___ Dataset

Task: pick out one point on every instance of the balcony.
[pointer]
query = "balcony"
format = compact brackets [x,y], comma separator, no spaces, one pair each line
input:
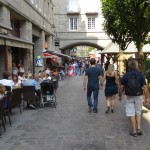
[92,11]
[73,10]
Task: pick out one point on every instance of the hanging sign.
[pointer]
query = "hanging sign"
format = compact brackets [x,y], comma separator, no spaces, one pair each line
[39,61]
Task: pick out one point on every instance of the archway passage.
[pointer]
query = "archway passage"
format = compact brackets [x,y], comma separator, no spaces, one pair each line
[70,46]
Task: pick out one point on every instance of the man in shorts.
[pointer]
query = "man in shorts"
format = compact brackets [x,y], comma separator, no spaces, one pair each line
[92,78]
[133,96]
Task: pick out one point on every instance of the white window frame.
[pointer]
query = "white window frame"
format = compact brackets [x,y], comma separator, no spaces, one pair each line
[73,28]
[91,23]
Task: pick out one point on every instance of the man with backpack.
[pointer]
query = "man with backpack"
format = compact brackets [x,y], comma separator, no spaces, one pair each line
[133,83]
[91,83]
[98,65]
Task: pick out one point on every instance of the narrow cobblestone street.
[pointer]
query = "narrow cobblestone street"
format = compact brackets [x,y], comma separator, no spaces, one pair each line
[71,127]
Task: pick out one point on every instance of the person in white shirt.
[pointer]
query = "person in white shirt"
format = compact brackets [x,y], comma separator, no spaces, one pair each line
[16,82]
[48,71]
[2,90]
[5,81]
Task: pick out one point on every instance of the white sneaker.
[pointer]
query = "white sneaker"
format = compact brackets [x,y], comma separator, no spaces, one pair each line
[31,106]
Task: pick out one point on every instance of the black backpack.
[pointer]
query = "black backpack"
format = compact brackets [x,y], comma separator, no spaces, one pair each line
[133,86]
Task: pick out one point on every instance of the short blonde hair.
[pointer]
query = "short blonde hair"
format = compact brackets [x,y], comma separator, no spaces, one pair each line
[2,89]
[133,64]
[30,76]
[110,68]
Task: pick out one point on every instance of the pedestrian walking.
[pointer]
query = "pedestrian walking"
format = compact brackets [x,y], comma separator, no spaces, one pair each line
[133,83]
[91,81]
[98,65]
[111,88]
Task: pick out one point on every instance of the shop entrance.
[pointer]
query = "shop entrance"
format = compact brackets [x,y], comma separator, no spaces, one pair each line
[17,55]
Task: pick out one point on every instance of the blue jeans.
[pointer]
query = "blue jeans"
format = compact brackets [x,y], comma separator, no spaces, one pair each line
[89,99]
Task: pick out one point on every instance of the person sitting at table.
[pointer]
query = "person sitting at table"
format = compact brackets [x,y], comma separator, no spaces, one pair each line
[56,73]
[16,82]
[30,82]
[2,94]
[2,90]
[5,81]
[47,77]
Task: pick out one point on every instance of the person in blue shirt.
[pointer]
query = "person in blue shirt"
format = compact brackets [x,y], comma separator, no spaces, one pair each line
[31,82]
[133,84]
[92,78]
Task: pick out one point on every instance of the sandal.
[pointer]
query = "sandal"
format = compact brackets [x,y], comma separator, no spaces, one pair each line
[134,134]
[107,111]
[139,132]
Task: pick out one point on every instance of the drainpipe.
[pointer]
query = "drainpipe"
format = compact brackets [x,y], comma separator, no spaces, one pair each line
[6,56]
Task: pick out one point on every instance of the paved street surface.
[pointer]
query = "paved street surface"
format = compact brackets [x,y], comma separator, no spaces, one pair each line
[71,127]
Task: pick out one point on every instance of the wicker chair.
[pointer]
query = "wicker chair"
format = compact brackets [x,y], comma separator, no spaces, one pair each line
[16,99]
[7,110]
[29,96]
[2,113]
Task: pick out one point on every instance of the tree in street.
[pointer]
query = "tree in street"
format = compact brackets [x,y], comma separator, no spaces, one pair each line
[127,21]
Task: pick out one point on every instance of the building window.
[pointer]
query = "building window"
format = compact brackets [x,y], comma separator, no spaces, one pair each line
[91,23]
[73,6]
[73,24]
[15,24]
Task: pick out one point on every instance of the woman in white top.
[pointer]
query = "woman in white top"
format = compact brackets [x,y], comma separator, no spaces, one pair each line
[2,90]
[16,82]
[21,69]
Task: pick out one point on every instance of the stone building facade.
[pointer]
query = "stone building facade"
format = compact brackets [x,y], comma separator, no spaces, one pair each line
[79,22]
[26,28]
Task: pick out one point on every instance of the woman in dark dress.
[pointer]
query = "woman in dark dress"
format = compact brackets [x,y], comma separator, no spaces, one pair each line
[111,87]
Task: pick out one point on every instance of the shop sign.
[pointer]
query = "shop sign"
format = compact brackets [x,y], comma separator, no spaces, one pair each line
[39,61]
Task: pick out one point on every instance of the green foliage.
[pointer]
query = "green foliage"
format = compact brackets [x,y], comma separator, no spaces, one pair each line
[127,21]
[147,69]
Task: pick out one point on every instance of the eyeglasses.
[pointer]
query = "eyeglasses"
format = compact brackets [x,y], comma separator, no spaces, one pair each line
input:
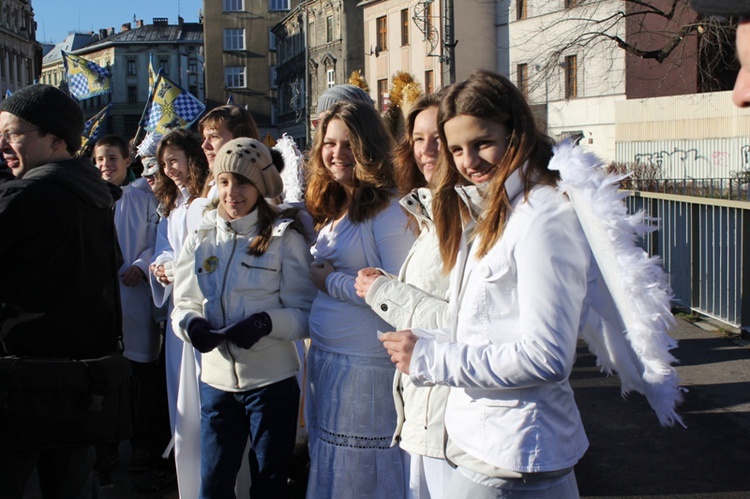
[14,135]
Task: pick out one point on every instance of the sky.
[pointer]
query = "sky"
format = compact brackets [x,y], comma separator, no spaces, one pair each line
[56,18]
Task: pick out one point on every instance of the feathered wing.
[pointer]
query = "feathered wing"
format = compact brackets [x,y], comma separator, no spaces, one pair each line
[630,311]
[293,174]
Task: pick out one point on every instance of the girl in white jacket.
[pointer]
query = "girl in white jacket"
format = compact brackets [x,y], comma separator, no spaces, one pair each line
[417,297]
[528,285]
[516,304]
[242,296]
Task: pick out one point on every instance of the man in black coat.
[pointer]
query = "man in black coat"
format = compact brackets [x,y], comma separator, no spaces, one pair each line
[58,270]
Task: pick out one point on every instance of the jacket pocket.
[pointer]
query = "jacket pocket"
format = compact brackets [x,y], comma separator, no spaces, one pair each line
[496,398]
[260,273]
[501,285]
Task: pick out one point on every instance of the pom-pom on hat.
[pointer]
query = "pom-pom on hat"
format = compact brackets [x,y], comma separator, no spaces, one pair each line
[49,109]
[251,159]
[344,92]
[150,166]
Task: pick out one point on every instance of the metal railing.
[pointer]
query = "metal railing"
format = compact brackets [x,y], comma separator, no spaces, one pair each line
[717,188]
[704,244]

______

> Brief
From the line containing "the shop sign." through the last line of the records, both included, output those lines exactly and nothing else; skip the pictures.

> Solution to the exercise
Task: pick out one point on every instance of the shop sign.
[pointer]
query = "shop sign"
format = compact brackets [x,y], comma separator, no spaces, one pair each line
[39,61]
Task: pick out one point on every instance of the green foliage.
[pointer]
query = "green foliage"
format = compact brackets [x,y], comma separator, no spaces, one pair each line
[127,21]
[147,69]
Task: pick out one point on every instance of the eyeglasses.
[pointer]
query = "eyeglasses"
format = compact brackets [x,y], comma separator, no spaces, one pair each line
input:
[14,135]
Task: pick out one point on every instance of the sky.
[pointer]
query = "sky"
format = compact brackets [x,y], comma separator, no spaces, one pair each line
[56,18]
Task: pick out one point on every instance of the feathered wing.
[pointer]
query = "feathered wing"
format = compact brackets [x,y], comma separator, no spaces, one pair each line
[630,311]
[293,174]
Task: pick out one point on every instance of the girl in white jacket.
[pointer]
query = "girl in white jacket"
format = compact brackets [x,y], comma separator, no spaces, one pair each line
[417,297]
[528,285]
[516,304]
[242,296]
Task: pick out one point on every instance of the man in black coat.
[pointer]
query = "man in black coat"
format = compact brackets [x,y], comma separator, no spaces, one pair each line
[58,270]
Task: pick out one point on every instance of the jacket pocket.
[pointer]
query = "jacket pocket"
format = compact brackets [x,y], comma separator, no spaces, one pair each line
[496,398]
[260,273]
[501,285]
Task: pick out one point on every instance of the pom-pom on hat.
[pointer]
query = "pom-pom on hat"
format = compact brackets [x,y], comma separator, no spaces, one pair each line
[49,109]
[251,159]
[344,92]
[150,166]
Task: pick out one point on every instance of the metal railing.
[pointer]
query = "metal railing"
format = compact brackets [x,y], comma separator, no spaces, one pair each line
[717,188]
[704,244]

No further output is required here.